Instructions to follow: Return a copy of every line in the records that includes the word "rope".

*** Stored data

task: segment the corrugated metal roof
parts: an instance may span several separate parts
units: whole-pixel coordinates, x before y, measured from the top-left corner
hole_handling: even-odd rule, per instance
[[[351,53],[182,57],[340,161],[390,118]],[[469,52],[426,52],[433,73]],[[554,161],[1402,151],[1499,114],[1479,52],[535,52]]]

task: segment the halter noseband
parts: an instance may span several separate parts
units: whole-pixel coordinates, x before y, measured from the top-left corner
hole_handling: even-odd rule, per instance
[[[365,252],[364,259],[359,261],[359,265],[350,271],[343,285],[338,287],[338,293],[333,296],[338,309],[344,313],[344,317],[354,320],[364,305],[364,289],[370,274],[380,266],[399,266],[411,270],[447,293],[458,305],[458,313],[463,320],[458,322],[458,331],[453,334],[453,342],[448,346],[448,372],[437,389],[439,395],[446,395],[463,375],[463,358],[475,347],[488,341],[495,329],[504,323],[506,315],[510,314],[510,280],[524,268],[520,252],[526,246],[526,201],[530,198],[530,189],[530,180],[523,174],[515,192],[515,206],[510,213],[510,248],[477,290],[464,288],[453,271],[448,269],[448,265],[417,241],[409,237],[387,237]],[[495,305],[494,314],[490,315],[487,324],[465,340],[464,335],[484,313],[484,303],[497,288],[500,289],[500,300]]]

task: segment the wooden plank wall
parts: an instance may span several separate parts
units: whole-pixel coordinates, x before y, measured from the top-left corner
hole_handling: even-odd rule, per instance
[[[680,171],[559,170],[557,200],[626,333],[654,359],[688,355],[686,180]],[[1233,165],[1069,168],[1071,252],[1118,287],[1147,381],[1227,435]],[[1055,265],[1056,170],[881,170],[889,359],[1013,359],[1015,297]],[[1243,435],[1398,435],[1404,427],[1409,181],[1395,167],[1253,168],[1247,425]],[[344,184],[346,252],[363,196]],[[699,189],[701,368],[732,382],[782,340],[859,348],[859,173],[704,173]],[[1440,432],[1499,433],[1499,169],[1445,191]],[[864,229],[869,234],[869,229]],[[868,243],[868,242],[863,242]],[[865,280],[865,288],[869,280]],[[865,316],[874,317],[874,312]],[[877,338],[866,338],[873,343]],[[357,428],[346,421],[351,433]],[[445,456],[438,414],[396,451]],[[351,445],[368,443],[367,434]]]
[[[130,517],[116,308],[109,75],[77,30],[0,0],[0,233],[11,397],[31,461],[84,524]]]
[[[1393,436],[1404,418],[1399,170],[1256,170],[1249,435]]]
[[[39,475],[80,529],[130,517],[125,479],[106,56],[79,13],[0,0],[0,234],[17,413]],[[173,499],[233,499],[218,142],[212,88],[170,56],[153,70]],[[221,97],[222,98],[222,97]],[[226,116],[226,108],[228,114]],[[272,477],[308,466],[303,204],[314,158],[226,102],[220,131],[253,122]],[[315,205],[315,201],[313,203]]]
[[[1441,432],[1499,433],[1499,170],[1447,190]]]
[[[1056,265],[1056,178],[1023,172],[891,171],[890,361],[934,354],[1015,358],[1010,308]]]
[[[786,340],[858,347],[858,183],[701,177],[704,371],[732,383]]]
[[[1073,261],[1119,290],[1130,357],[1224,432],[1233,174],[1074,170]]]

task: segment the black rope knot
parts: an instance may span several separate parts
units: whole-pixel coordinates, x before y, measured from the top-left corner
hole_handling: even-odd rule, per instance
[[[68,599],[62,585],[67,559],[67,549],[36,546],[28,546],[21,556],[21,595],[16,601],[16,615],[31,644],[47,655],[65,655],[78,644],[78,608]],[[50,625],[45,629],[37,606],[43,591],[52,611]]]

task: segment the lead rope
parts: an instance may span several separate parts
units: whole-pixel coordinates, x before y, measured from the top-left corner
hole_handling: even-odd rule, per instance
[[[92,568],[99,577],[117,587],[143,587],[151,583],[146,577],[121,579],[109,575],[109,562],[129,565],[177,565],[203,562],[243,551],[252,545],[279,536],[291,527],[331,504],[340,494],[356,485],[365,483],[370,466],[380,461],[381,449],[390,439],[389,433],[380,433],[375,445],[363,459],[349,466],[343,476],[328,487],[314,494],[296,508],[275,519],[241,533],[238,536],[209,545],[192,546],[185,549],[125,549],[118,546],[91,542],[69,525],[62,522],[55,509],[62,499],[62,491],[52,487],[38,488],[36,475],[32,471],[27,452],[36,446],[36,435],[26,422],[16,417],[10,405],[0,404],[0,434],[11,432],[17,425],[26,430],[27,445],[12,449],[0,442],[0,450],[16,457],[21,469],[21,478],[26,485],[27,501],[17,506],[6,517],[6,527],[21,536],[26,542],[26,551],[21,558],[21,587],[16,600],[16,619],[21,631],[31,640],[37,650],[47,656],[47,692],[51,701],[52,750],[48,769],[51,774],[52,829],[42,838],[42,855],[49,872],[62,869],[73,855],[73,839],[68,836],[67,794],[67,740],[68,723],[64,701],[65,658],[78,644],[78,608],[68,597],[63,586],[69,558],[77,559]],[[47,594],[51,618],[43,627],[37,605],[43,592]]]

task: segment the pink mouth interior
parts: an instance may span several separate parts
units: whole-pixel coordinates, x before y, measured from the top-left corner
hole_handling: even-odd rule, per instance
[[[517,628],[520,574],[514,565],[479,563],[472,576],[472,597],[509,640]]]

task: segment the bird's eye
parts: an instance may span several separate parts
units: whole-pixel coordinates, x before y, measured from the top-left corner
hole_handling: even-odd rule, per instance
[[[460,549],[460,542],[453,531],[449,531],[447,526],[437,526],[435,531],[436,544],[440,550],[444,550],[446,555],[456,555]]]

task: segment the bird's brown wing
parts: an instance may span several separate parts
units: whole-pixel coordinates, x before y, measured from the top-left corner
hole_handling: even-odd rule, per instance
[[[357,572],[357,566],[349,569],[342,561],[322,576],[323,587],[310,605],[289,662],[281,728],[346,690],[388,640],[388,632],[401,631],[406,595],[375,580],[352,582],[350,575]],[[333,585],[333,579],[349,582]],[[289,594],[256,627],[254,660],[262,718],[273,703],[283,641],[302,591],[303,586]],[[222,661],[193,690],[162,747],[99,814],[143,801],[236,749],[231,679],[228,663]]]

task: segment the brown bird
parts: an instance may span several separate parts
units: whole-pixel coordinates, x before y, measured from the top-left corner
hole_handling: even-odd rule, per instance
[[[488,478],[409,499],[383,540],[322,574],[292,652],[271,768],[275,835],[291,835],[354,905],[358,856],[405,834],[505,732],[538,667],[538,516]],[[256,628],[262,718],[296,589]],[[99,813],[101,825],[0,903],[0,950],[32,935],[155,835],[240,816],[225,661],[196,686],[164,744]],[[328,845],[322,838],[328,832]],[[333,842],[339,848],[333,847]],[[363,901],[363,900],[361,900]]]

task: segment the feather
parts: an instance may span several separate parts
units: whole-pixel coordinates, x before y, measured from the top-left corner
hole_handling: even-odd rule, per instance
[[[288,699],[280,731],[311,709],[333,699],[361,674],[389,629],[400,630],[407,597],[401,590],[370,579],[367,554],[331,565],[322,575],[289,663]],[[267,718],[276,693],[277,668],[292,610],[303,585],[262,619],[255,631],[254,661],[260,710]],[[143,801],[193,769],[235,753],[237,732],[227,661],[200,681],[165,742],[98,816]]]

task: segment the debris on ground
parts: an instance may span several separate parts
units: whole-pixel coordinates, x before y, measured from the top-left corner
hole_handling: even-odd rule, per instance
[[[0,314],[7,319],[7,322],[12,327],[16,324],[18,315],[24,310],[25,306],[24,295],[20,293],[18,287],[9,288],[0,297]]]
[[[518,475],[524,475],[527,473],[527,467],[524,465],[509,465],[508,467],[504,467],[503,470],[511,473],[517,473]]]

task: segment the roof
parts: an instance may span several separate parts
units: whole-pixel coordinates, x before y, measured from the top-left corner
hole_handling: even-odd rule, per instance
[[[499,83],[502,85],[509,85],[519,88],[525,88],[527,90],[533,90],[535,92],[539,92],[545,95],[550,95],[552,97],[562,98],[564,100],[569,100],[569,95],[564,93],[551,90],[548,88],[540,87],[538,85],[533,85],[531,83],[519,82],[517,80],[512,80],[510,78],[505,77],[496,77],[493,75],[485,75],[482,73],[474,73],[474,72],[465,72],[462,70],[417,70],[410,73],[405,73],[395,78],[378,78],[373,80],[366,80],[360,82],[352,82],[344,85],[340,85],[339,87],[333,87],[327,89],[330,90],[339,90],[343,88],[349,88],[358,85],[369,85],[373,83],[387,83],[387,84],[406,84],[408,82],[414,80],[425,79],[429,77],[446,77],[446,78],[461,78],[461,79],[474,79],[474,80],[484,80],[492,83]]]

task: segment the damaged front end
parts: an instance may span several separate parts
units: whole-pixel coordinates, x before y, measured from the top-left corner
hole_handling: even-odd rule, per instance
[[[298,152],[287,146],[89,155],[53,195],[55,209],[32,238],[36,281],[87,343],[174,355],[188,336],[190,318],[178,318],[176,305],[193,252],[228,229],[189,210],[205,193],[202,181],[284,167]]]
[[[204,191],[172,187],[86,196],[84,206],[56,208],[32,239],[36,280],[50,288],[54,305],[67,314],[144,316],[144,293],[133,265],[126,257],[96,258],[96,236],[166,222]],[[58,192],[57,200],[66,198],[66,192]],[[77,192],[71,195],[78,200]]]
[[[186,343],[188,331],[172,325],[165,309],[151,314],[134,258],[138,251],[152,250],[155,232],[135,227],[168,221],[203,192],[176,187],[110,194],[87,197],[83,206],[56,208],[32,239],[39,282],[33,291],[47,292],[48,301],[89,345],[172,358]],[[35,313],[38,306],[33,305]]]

******

Task solution:
task: segment the black rope knot
task: segment the lead rope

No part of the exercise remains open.